:: Passage ::
Interpreting results
A run produces three things. A per-member weights table, an SLE projection, and a set of convergence diagnostics. The weights and the projection are only meaningful if the sampler that produced them converged. So start with the diagnostics.
Did the run converge?
The member weights come from a posterior estimated by MCMC (NUTS). If the chains did not converge, the weights are unreliable. So is every number downstream of them, however plausible they look.
fusion.run checks this for you. It emits a fusion.ConvergenceWarning when something is off:
ConvergenceWarning: max R-hat 1.043 exceeds 1.01. Chains have not converged;
increase inference.tune/draws.
You can also inspect the numbers directly. Every Result carries them. sampler_diagnostics works on any trace:
import fusion
result = fusion.run(cfg)
result.diagnostics
# {'max_rhat': 1.002, 'min_ess_bulk': 1840.0, 'min_ess_tail': 1610.0, 'n_divergences': 0.0}
fusion.sampler_diagnostics(result.trace) # same dict, callable on any InferenceData
What the numbers mean
| Key | What it measures | Healthy |
|---|---|---|
max_rhat |
Worst-case Gelman–Rubin R-hat across the four sampled parameters (sigma_base_thick, sigma_base_vel, beta_thick, beta_vel). It compares between-chain and within-chain variance. A value above 1.01 means the chains disagree. |
≤ 1.01 |
min_ess_bulk |
Smallest bulk effective sample size. This is how many effectively-independent draws inform the center of the posterior. | hundreds or more |
min_ess_tail |
Smallest tail effective sample size. Same idea, for the distribution's tails. The projection's credible interval rests on these. | hundreds or more |
n_divergences |
Count of divergent transitions. A divergence means the sampler hit a region it could not integrate accurately. The posterior may be biased, not just noisy. | 0 |
These four diagnostics are also written into run_metadata.json. A saved run therefore records whether it converged.
What to do when a check fails
| Symptom | Fix |
|---|---|
max_rhat above 1.01, or low min_ess_* |
Raise inference.tune and/or inference.draws, then rerun. |
n_divergences above 0 |
Raise inference.target_accept (e.g. 0.95 to 0.99). If divergences remain, also raise tune. |
Big gap between posterior_mean and point_estimate in the weights table |
This is a symptom of poor convergence. Check the diagnostics above before trusting the weights. |
This is not the same as weight stability
fusion.sampler_diagnostics asks one question. Did the MCMC chains converge? A separate helper, fusion.weight_stability_across_seeds, asks a different one. How sensitive are the weights to which 20k pixels were subsampled? It answers by comparing several runs with different inference.subsample.seed values. A run can converge cleanly and still have subsample-sensitive weights, or the reverse. Check both before reporting.
:::
:: Source data ::
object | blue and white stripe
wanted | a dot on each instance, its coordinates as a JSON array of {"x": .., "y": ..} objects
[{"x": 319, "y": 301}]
:::
> [Directions]
[A] Translate into Spanish this sentence from the guide on interpreting results: "A run can converge cleanly and still have subsample-sensitive weights, or the reverse."
[B] Write the next part of the guide on interpreting results, picking up after its final sentence.

> [Answers per task]
[A] Una ejecución puede converger limpiamente y aun así tener pesos sensibles al submuestreo, o al revés.

[B]
The weights table
fusion.save_weights(result, "weights.csv") writes one row per ensemble member:
| Column | Meaning |
|---|---|
member_id |
Member label (e.g. run07), parsed from the ensemble filename. |
posterior_mean |
Mean of the member's Bayesian weight w over the posterior. This is the headline skill weight. It sums to 1 across members. |
posterior_sd |
Spread of w across posterior samples. This is the uncertainty on that weight. |
point_estimate |
The prototype's plug-in weight: softmax of the per-member log-likelihood at the posterior-mean parameters. It is deterministic, and close to posterior_mean when the chains converged. |
point_estimate_loglik |
The N-scaled per-member Gaussian log-likelihood, before the softmax. This is the raw goodness-of-fit. Use it to compare relative fit between members. It is not a weight. |
Which to use: report posterior_mean with posterior_sd as its uncertainty. Use point_estimate as a cross-check, per the table above.
The projection
result.projection is the weighted sea-level-equivalent (SLE) distribution at projection.target_year. It holds one value per posterior sample. Each member's projected SLE is weighted by its skill weight. Report it as a central estimate plus a credible interval, not a bare mean:
fusion.projection_summary(result.projection)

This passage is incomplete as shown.